-- START TASK INPUT --

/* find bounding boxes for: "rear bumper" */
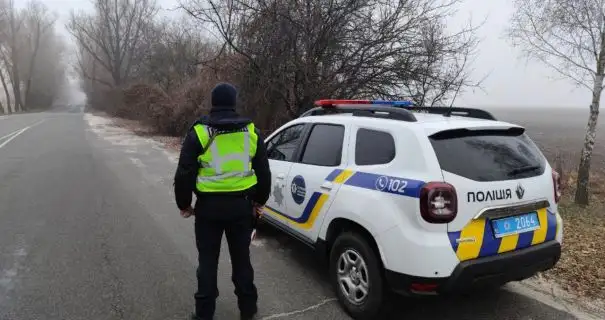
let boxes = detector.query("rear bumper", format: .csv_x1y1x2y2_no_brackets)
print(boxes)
385,241,561,295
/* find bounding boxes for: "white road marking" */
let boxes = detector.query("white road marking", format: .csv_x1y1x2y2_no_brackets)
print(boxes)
0,119,46,149
261,298,336,320
0,128,23,140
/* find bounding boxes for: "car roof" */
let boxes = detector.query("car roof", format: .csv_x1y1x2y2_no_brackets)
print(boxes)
291,112,523,135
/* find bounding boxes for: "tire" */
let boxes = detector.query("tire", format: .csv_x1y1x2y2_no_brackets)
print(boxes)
329,232,385,319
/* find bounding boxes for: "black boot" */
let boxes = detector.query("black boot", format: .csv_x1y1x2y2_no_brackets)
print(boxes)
240,308,258,320
191,313,212,320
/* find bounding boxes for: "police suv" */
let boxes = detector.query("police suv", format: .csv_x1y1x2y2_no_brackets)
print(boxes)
263,100,562,319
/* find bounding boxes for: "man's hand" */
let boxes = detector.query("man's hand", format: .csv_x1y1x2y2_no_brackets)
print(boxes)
252,202,265,217
181,207,195,219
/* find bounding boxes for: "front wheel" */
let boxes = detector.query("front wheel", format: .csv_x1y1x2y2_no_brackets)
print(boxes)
330,232,384,319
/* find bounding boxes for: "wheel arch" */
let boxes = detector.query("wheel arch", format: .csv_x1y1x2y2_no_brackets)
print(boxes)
322,218,385,270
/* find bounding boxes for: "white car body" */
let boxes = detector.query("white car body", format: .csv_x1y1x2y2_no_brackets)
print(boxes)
265,102,563,318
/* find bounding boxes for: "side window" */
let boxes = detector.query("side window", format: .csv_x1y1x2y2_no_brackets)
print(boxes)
267,124,305,161
301,124,345,167
355,129,395,166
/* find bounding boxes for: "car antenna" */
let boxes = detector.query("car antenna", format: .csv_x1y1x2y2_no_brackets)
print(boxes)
443,86,460,117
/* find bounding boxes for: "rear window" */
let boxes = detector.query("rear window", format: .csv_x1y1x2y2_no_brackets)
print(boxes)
429,128,546,181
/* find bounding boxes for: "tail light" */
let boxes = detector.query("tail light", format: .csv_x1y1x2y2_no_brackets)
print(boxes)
420,182,458,223
552,170,561,203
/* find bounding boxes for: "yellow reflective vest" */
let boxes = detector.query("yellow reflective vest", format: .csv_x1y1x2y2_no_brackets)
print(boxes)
193,123,258,192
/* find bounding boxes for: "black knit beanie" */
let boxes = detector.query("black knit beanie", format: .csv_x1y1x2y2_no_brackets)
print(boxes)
212,83,237,111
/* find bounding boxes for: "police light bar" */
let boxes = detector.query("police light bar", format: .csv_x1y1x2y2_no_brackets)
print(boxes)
315,99,413,108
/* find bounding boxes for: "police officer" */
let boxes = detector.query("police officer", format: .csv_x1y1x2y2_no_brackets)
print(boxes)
174,83,271,320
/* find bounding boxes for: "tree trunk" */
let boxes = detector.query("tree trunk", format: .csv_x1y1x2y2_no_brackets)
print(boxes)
0,70,12,114
575,74,604,206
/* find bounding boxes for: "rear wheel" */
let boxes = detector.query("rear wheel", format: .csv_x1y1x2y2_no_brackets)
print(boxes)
330,232,384,319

-- END TASK INPUT --

**EXERCISE**
Show each line of the items above that contains the word "knit", copying every such line in full.

**ANSWER TO THE PROBLEM**
/* find bounding boxes for: "black knit beanie" */
let boxes = detector.query("black knit beanie", format: .csv_x1y1x2y2_no_brackets)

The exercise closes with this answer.